Work instructions — Retype precisely the section of the data that starts at the line containing "Where can you see the wall" and runs to its final line, ends included.

---- Material for this exercise

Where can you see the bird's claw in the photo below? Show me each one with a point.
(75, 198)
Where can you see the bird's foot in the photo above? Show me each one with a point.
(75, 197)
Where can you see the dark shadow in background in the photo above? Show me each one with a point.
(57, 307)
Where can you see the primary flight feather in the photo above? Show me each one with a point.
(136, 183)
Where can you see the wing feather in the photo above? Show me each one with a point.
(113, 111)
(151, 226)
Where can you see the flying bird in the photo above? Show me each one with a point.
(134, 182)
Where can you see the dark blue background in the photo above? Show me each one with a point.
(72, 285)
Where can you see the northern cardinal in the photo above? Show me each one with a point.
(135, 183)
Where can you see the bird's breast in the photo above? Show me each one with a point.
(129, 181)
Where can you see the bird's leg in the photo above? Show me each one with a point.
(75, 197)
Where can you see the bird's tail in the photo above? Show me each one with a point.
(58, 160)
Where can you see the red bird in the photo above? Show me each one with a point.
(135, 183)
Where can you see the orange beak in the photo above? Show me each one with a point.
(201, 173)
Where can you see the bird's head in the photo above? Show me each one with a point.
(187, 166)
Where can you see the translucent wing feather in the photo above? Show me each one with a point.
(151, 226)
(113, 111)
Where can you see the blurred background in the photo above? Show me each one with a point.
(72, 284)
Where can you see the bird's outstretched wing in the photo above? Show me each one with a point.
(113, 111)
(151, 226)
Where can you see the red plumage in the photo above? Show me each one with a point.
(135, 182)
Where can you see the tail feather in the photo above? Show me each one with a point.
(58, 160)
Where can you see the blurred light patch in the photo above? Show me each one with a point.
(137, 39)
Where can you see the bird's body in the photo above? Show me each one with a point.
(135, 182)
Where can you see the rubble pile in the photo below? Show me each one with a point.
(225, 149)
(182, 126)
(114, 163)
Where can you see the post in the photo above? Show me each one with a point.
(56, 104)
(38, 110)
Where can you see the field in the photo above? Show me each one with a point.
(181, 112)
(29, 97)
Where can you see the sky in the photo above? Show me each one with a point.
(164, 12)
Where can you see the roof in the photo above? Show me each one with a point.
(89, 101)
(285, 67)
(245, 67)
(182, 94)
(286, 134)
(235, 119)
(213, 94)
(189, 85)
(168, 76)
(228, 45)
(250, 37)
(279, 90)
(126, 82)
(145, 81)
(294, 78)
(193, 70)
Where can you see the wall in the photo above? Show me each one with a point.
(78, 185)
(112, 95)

--------

Your solution —
Where can you see the wall in the photo above? Show me each one with a point.
(78, 185)
(112, 95)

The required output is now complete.